** Information follows **

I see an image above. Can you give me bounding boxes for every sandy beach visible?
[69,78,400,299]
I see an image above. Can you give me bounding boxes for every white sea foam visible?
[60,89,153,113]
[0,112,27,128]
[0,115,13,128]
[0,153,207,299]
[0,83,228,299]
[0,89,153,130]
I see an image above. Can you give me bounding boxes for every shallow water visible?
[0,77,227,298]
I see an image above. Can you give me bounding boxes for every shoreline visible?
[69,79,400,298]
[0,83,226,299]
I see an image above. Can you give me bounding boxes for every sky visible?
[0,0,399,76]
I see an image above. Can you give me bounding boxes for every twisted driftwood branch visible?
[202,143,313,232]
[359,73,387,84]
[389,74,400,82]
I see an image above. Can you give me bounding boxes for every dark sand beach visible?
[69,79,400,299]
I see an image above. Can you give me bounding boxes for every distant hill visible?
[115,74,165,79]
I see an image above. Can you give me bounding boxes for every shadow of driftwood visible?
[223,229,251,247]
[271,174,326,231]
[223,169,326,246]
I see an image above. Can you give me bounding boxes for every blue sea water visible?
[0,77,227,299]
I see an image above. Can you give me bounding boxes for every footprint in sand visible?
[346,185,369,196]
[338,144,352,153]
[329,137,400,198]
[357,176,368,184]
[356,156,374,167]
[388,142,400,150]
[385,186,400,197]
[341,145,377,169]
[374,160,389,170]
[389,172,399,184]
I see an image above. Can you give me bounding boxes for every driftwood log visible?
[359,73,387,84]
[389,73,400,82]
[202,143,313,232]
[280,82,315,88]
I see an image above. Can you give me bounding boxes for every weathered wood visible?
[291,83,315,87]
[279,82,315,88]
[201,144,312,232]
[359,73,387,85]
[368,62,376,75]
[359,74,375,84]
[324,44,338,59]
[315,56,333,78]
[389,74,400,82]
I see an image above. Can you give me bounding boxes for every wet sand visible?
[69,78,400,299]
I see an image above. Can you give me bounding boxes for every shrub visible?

** End of Information **

• Problem statement:
Without omitting anything, output the entries exactly.

• Response to this exercise:
I see an image above. Can you give me bounding boxes for every sandy beach visible?
[69,78,400,299]
I see an image above. Can you give me bounding boxes for every white sea foam visible?
[60,89,153,113]
[0,112,27,128]
[0,115,13,128]
[0,153,207,299]
[0,83,228,299]
[0,89,153,130]
I see an image above. Can you give me bounding boxes for every shallow water visible?
[0,77,227,298]
I see an image above. Can you give me bounding boxes for every shoreline visible?
[69,79,400,298]
[0,83,226,299]
I see an image above. Can you give me bounding boxes for every sky visible?
[0,0,399,76]
I see an image above. Can you give me bounding boxes for every twisted driftwood branch visible?
[202,143,313,232]
[359,73,387,84]
[389,74,400,82]
I see an image above. Can you give me bounding boxes for every dark sand beach visible?
[69,79,400,299]
I see an image above. Can you give me bounding boxes for every distant hill visible?
[115,74,165,79]
I see an image above. Can you give me bounding boxes for every shadow of driftwood visible?
[223,229,251,247]
[271,174,326,231]
[223,169,326,246]
I see an image above. Can you give me bounding boxes for every blue sea water visible?
[0,77,227,299]
I see an image above. Can you give me bounding boxes for every footprint in sand visible?
[346,185,369,196]
[338,144,352,153]
[329,137,400,198]
[357,176,368,184]
[356,156,374,167]
[388,142,400,150]
[385,186,400,197]
[341,145,377,169]
[374,160,389,170]
[389,172,399,184]
I see an image above. Can you give me bounding boxes for every driftwood log visible?
[359,73,387,84]
[389,73,400,82]
[202,143,313,232]
[280,82,315,88]
I see an image above. Can you give me bounding boxes for every weathered wood visible?
[291,83,315,87]
[279,82,315,88]
[201,144,312,232]
[359,73,387,85]
[368,62,376,75]
[359,74,375,84]
[324,44,338,59]
[315,56,333,78]
[389,74,400,82]
I see an image above. Can you give me bounding boxes for every wet sand visible?
[69,78,400,299]
I see an image above. Can you give me bounding boxes for every shrub visible?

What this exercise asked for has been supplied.